- Short exercise
Swap "dirt ground" for "bare soil" in every one of the items below, and leave all other text as it is.

(Items that point to named objects)
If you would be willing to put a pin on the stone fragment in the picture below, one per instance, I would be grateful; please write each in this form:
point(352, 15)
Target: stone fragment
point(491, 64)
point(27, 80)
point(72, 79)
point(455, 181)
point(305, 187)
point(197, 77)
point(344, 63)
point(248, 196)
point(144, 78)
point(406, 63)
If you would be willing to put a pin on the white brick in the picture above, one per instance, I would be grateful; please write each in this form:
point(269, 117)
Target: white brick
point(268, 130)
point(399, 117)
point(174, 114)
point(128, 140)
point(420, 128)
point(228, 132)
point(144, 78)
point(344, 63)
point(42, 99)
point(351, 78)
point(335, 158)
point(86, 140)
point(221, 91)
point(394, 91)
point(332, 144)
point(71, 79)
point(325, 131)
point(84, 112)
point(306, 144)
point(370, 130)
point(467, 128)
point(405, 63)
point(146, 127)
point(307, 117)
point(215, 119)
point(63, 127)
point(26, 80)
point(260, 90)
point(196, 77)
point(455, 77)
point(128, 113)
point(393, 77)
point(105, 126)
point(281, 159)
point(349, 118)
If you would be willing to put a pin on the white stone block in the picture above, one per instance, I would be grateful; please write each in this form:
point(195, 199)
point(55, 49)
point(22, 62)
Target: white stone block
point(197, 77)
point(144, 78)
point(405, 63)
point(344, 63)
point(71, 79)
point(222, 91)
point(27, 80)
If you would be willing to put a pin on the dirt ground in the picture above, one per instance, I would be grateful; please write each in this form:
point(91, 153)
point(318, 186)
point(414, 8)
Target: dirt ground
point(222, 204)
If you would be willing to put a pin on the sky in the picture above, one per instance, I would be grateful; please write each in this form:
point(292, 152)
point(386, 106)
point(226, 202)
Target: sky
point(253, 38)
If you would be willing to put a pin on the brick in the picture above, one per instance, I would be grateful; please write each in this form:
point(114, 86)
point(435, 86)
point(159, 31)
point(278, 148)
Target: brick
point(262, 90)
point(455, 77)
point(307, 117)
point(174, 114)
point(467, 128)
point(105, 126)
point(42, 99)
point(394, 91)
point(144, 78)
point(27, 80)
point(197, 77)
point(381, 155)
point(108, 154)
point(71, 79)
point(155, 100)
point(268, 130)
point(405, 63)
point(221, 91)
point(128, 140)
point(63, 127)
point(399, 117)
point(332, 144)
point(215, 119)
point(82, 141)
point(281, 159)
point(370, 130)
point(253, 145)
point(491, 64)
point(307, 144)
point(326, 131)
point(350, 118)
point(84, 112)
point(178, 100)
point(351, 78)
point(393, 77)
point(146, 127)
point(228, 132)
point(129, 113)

- Answer for the task
If you would be willing to put a pin on the stone fragment in the picture below, one per instance, I would be grateful; please write each in this form:
point(352, 15)
Target: stone fragment
point(491, 64)
point(27, 80)
point(72, 79)
point(455, 181)
point(305, 187)
point(197, 77)
point(344, 63)
point(248, 196)
point(144, 78)
point(406, 63)
If you would be willing to put a pin on the white brick in the picture above, one per instance, I would be grateful; please write each in this form:
point(269, 117)
Target: white brick
point(268, 130)
point(399, 117)
point(174, 114)
point(128, 140)
point(420, 128)
point(228, 132)
point(144, 78)
point(344, 63)
point(42, 99)
point(351, 78)
point(335, 158)
point(86, 140)
point(221, 91)
point(394, 91)
point(332, 144)
point(71, 79)
point(325, 131)
point(84, 112)
point(306, 144)
point(370, 130)
point(467, 128)
point(405, 63)
point(146, 127)
point(307, 117)
point(215, 119)
point(63, 127)
point(26, 80)
point(260, 90)
point(196, 77)
point(455, 77)
point(128, 113)
point(393, 77)
point(105, 126)
point(281, 159)
point(349, 118)
If you would be willing to put a pin on the white stone block in the picture above, one per instance, I would be grateful; please write each in this form:
point(195, 199)
point(55, 49)
point(22, 62)
Target: white stone block
point(197, 77)
point(144, 78)
point(405, 63)
point(344, 63)
point(71, 79)
point(222, 91)
point(27, 80)
If you would be willing to put a pin on the bare soil in the picture above, one per instance, I would be grateful; please write each in this form:
point(91, 153)
point(318, 186)
point(414, 8)
Target: bare soil
point(222, 204)
If you would be willing to put a pin on the sky in the picture above, one per instance, I would be grateful; please write each in this form:
point(292, 152)
point(386, 106)
point(226, 202)
Target: sky
point(253, 38)
If you would be willing to put a pin on the brick in the picture above, one per instance, I would be grateful; please write each in this form:
point(114, 86)
point(435, 86)
point(159, 31)
point(278, 148)
Target: brick
point(262, 90)
point(455, 77)
point(307, 117)
point(174, 114)
point(467, 128)
point(105, 126)
point(42, 99)
point(394, 91)
point(144, 78)
point(27, 80)
point(197, 77)
point(381, 155)
point(108, 154)
point(71, 79)
point(155, 100)
point(268, 130)
point(405, 63)
point(221, 91)
point(128, 140)
point(63, 127)
point(399, 117)
point(332, 144)
point(215, 119)
point(82, 141)
point(281, 159)
point(370, 130)
point(253, 145)
point(491, 64)
point(307, 144)
point(326, 131)
point(350, 118)
point(84, 112)
point(178, 100)
point(351, 78)
point(393, 77)
point(146, 127)
point(228, 132)
point(129, 113)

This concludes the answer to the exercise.